*** Opening Source passage ***

Understanding Bladder Cancer

It's the 9th leading cause of cancer overall, but number 4 among men. Although bladder cancer is often regarded as an old man's disease, itcan hit at any age.

For many men, the first symptom of bladder cancer will be blood in their urine. This may be apparent, as a bright red or cola coloring, or microscopic and discovered in a urine analysis. Frequent and painful urination, as well as back and pelvic pain are other signs of the disease.

Happily, bladder cancer usually doesn't sneak up on you; it is frequently diagnosed at an early stage. There are, however, certain risk factors to be aware of – not that you can do anything about most of them.

For instance, men are more likely to contract it, and white men are at a higher risk than any other race. If you were previously treated with the anti-cancer drug cyclophosphamide or the diabetes medication pioglitazone, you are at a higher risk for bladder cancer. If you have suffered from repeated urinary infections or inflammations as might result from prolonged use of a catheter, you are also at a higher risk. So, too, are men with a family or personal history of cancer.

About the only thing you can control that can lower your risk for bladder cancer is smoking. Smoking cigarettes, cigars or pipes canincrease your risk by generating harmful chemicals which accumulate in your urine. These chemicals can damage the lining of your bladder, which in turn raises your risk of cancer there.

There are a few tools at your doctor's disposal to determine if you are suffering from bladder cancer. These include:

  • A cytoscopy, in which a tube is inserted through your urethra through which your doctor can take a look around the inside of your urethra and bladder;
  • A biopsy, in which a cell sample is extracted via the same kind of tube used during a cytoscopy and analyzed;
  • Standard imaging tests, such as a magnetic resonance imaging (MRI) scan, a computerized tomography (CT) scan, or a pyelogram, which uses an injected dye to highlight your kidneys, ureters and bladder;
  • Or a simple urine sample

Following confirmation of bladder cancer from any of these initial tests, your doctor will schedule treatment determined by the stage of the cancer. Non-surgical options for early-stage bladder cancer include the biological therapy drugs bacille Calmette-Guerin and a synthetic version of interferon. The first is also used in tuberculosis vaccines and the latter is a protein your immune system makes to help fight infections.

*** Closing Source passage ***
*** Opening Data for review ***

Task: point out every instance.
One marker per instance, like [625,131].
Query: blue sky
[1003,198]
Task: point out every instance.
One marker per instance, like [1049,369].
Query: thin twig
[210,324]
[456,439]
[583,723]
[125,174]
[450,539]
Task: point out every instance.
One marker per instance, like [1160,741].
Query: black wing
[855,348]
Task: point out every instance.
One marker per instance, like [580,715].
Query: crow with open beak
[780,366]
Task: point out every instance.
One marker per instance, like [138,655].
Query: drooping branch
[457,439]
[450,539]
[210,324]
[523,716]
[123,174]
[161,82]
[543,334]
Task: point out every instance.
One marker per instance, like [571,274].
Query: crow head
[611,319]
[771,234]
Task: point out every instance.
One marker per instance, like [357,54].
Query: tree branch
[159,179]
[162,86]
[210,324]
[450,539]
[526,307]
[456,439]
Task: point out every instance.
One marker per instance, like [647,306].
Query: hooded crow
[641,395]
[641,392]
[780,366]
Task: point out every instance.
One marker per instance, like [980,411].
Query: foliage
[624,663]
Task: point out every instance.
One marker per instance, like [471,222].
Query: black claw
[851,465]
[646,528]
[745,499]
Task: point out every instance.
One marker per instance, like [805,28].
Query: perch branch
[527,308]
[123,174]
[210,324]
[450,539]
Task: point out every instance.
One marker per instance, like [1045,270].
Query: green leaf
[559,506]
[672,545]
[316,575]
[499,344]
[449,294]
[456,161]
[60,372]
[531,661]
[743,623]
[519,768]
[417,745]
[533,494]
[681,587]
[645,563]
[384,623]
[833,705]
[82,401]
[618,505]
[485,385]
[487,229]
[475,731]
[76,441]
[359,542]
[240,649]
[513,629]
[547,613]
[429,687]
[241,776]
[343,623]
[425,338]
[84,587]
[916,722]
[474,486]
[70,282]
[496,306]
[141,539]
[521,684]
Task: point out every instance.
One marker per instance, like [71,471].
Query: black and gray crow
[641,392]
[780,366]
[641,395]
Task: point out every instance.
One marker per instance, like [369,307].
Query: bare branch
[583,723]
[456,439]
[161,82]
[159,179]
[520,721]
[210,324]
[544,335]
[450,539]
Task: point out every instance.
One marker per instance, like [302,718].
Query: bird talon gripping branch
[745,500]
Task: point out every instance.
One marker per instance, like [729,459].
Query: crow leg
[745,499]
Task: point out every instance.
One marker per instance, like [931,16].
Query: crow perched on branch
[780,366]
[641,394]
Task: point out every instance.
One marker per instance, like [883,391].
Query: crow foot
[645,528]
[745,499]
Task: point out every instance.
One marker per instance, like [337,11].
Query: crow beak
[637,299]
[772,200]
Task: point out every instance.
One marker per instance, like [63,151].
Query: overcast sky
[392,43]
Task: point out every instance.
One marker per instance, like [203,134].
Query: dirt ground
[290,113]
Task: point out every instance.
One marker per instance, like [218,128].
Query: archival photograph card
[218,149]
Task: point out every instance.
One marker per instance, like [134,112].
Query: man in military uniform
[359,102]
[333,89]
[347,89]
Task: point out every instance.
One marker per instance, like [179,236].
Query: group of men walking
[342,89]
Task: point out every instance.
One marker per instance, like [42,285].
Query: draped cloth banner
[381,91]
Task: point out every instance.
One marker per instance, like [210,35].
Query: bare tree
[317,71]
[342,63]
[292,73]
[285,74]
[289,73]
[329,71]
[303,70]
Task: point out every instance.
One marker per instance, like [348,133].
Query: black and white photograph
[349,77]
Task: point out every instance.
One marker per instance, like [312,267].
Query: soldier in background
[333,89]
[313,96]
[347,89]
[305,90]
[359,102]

*** Closing Data for review ***

■ Work order A
Write out the part of the bladder cancer passage between "For instance, men" and "of cancer there.", inclusive.
■ Work order B
Decide whether each statement agrees with the bladder cancer passage, answering yes or no and quoting the words that settle it: (i) Among men, bladder cancer ranks fourth as a cause of cancer. (ii) Bladder cancer is usually found only at a late stage. (iii) Pioglitazone is described as a diabetes medication.
The records are material separate from the bladder cancer passage.

■ Written response A
For instance, men are more likely to contract it, and white men are at a higher risk than any other race. If you were previously treated with the anti-cancer drug cyclophosphamide or the diabetes medication pioglitazone, you are at a higher risk for bladder cancer. If you have suffered from repeated urinary infections or inflammations as might result from prolonged use of a catheter, you are also at a higher risk. So, too, are men with a family or personal history of cancer.

About the only thing you can control that can lower your risk for bladder cancer is smoking. Smoking cigarettes, cigars or pipes canincrease your risk by generating harmful chemicals which accumulate in your urine. These chemicals can damage the lining of your bladder, which in turn raises your risk of cancer there.

■ Written response B
(i) Yes: "number 4 among men"
(ii) No: "it is frequently diagnosed at an early stage"
(iii) Yes: "the diabetes medication pioglitazone"